Extrahierter Text
Zu Hinterfragen wäre hierbei aber auch der Umfang der Romanisierung im Maghreb.
Das römische Mauretania scheint spätestens seit der Vandalenzeit aus nicht viel mehr als Ceuta bestanden zu haben, auch die byzantinische Rückeroberung Nordafrikas umfasste wohl mehr das heutige Tunesien und Libyen.
In wie weit und wie lange der römische Herrschaftsanspruch über das westliche Nordafrika wirklich der Realität entsprach, ist fraglich, die Informationen sehr spärlich, die über die dort lebenden Berber noch spärlicher.
 
Wiki zitiert auch William Tabbernee:
Christianity is known to have existed in Mauretania as early as the 3rd century.
It spread rapidly in these areas despite its relatively late appearance in the region.
Although it was adopted in the urban areas of Mauretania Caesariensis, the hinterlands

retained the Romano-Berber religion
 
Zu Hinterfragen wäre hierbei aber auch der Umfang der Romanisierung im Maghreb.
Das römische Mauretania scheint spätestens seit der Vandalenzeit aus nicht viel mehr als Ceuta bestanden zu haben, auch die byzantinische Rückeroberung Nordafrikas umfasste wohl mehr das heutige Tunesien und Libyen.
In wie weit und wie lange der römische Herrschaftsanspruch über das westliche Nordafrika wirklich der Realität entsprach, ist fraglich, die Informationen sehr spärlich, die über die dort lebenden Berber noch spärlicher.

In Nordafrika gab es eine Vielzahl von römischen Städten, das zeugt m. E. schon von einer tiefgreifenden Romanisierung. Diese sind allerdings alle im Norden angesiedelt. Südlich davon sind das Atlasgebirge und die Sahara. Und noch heute lebt die Mehrheit der Bevölkerung im Norden der heutigen Staaten in Nordafrika.

Romanisierung verstanden als Latinisierung ist eine andere Frage: ich gehe davon aus, dass wohl in den Städten die Mehrheit der Bevölkerung Lateinisch sprach, während in den ländlichen Bereichen durchaus noch die einheimischen Sprachen gesprochen wurden. Dazu kommen noch die Sprachen der früheren Kolonialherren (Punisch und auch Griechisch). Punisch wurde mindestens noch bis in die Zeiten von Augustinus benutzt (s. https://www.geschichtsforum.de/thema/punische-quellen.16789/ ). Die griechischen Kolonialstädte in Tripolitania (heutiges Libyen) dürften vermutlich auch noch Griechisch benutzt haben. Aber da wollte ich auch nicht weiter einsteigen, weil es nicht zum Thema des Threads gehört.

Extrahierte Einträge

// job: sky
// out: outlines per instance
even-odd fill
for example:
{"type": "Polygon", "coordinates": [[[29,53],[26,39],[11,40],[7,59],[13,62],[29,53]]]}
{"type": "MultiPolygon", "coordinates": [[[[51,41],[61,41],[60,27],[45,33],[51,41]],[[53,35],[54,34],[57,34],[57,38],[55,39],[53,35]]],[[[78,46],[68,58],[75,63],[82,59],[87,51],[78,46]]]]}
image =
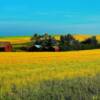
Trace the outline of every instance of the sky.
{"type": "Polygon", "coordinates": [[[0,35],[100,33],[100,0],[0,0],[0,35]]]}

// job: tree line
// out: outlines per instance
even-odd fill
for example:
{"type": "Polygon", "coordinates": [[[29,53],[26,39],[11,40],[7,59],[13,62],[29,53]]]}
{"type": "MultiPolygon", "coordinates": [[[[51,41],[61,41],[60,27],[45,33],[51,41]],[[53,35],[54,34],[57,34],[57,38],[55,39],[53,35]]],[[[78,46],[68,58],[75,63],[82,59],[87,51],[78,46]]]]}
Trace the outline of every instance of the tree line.
{"type": "Polygon", "coordinates": [[[100,48],[96,36],[79,41],[71,34],[60,35],[60,39],[57,40],[48,33],[43,35],[36,33],[31,37],[31,44],[27,48],[28,51],[70,51],[100,48]]]}

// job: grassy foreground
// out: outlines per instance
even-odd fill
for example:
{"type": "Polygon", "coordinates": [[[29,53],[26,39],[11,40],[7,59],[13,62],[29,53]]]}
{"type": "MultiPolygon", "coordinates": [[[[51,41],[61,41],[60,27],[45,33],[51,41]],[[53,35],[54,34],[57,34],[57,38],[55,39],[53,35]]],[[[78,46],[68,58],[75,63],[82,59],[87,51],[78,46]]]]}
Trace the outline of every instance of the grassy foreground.
{"type": "Polygon", "coordinates": [[[0,100],[100,100],[99,73],[100,50],[0,53],[0,100]]]}

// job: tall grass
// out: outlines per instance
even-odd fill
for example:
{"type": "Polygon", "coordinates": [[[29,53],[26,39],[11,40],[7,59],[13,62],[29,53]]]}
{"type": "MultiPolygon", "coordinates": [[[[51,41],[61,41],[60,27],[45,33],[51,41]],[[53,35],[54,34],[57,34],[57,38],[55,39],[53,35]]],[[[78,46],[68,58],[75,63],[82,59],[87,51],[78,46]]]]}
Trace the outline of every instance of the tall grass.
{"type": "Polygon", "coordinates": [[[27,84],[1,96],[0,100],[100,100],[100,75],[63,80],[42,80],[38,85],[27,84]]]}

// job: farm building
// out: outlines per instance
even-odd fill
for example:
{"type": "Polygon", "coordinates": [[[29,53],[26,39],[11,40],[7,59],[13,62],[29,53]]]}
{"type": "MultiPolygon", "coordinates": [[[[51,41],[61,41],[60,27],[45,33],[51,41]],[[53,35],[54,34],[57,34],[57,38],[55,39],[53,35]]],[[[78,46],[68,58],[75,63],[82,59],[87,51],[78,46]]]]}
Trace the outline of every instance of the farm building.
{"type": "Polygon", "coordinates": [[[12,45],[10,42],[0,42],[0,52],[11,52],[12,45]]]}

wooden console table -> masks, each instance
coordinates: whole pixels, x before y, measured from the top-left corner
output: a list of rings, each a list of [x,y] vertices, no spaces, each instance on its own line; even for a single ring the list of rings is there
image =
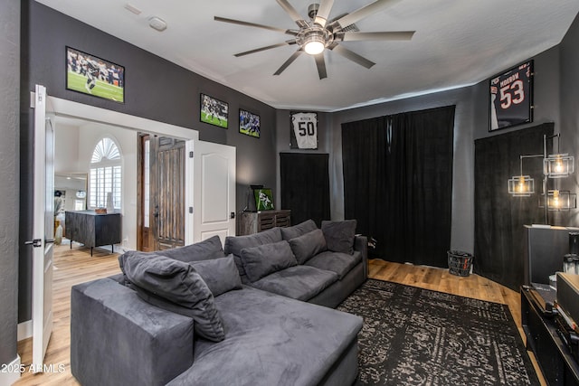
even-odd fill
[[[94,211],[71,211],[65,212],[66,237],[72,241],[92,249],[120,242],[120,213],[97,214]]]
[[[289,227],[291,225],[291,211],[243,212],[239,216],[240,236],[253,234],[274,227]]]

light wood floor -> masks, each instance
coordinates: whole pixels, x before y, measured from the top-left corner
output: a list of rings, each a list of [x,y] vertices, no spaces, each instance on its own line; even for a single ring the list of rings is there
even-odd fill
[[[72,249],[69,249],[68,244],[56,246],[53,280],[54,326],[46,352],[45,363],[53,364],[56,369],[59,365],[63,365],[64,372],[37,374],[24,372],[14,385],[79,385],[71,373],[71,287],[78,283],[119,273],[117,257],[116,253],[110,254],[97,248],[91,258],[90,249],[78,244],[73,244]],[[370,260],[369,276],[381,280],[506,304],[513,315],[521,336],[525,339],[520,322],[518,293],[478,275],[460,278],[449,274],[448,269],[374,259]],[[32,362],[31,339],[18,343],[18,353],[27,369]],[[534,364],[540,374],[535,361]],[[539,378],[541,383],[546,384],[541,375]]]

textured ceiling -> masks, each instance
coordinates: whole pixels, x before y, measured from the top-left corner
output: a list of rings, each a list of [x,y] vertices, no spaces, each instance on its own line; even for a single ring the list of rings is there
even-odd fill
[[[325,52],[327,78],[313,58],[283,46],[234,53],[291,37],[219,23],[214,15],[296,29],[275,0],[37,0],[194,72],[277,108],[335,111],[471,85],[558,44],[579,12],[577,0],[403,0],[356,23],[361,32],[416,31],[409,42],[344,42],[375,61],[369,70]],[[304,18],[311,0],[289,0]],[[139,9],[135,14],[125,8]],[[336,0],[330,18],[371,0]],[[162,33],[148,26],[158,16]]]

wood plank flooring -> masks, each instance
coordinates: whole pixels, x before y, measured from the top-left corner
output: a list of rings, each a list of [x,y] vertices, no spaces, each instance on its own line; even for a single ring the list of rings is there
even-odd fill
[[[78,244],[73,244],[72,249],[69,248],[68,243],[56,246],[53,280],[54,326],[48,344],[45,363],[53,364],[55,369],[63,365],[64,371],[36,374],[24,372],[14,385],[79,385],[71,373],[71,287],[78,283],[119,273],[117,258],[118,254],[111,254],[100,248],[94,249],[91,258],[90,249]],[[381,280],[506,304],[525,339],[520,322],[518,293],[478,275],[460,278],[449,274],[448,269],[374,259],[370,260],[369,276]],[[32,362],[32,339],[18,343],[18,353],[22,362],[28,369]],[[536,369],[538,369],[535,361],[534,364]],[[542,384],[546,384],[542,377],[539,377]]]

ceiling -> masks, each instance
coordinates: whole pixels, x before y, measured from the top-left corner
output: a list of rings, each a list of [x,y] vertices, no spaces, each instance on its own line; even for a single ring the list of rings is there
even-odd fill
[[[416,31],[411,41],[343,42],[376,64],[365,69],[326,50],[327,78],[320,80],[307,54],[273,75],[296,45],[233,56],[291,36],[214,20],[217,15],[297,29],[276,0],[37,1],[276,108],[317,111],[478,83],[558,44],[579,12],[577,0],[403,0],[356,25],[361,32]],[[304,18],[315,2],[289,1]],[[371,2],[336,0],[330,19]],[[152,16],[167,28],[149,27]]]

Anforderungen
(1) Fasse im Text zur Romanisierung Nordafrikas den Absatz, der mit „In Nordafrika gab es eine Vielzahl“ beginnt, knapper zusammen und behalte dabei seine wesentlichen Angaben bei.
(2) Übernimm aus dem Text zur Romanisierung Nordafrikas wortgetreu den Teil, der mit den Worten „In Nordafrika gab“ anfängt und mit „Staaten in Nordafrika.“ schließt.
Die Einträge spielen hierfür keine Rolle.

Die Lösungen
(1) Die vielen römischen Städte in Nordafrika sprechen nach der geäußerten Ansicht für eine tiefgreifende Romanisierung. Sie liegen jedoch alle im Norden. Südlich davon erstrecken sich Atlasgebirge und Sahara, und noch heute lebt die Mehrheit der Bevölkerung im Norden der nordafrikanischen Staaten.

(2)
In Nordafrika gab es eine Vielzahl von römischen Städten, das zeugt m. E. schon von einer tiefgreifenden Romanisierung. Diese sind allerdings alle im Norden angesiedelt. Südlich davon sind das Atlasgebirge und die Sahara. Und noch heute lebt die Mehrheit der Bevölkerung im Norden der heutigen Staaten in Nordafrika.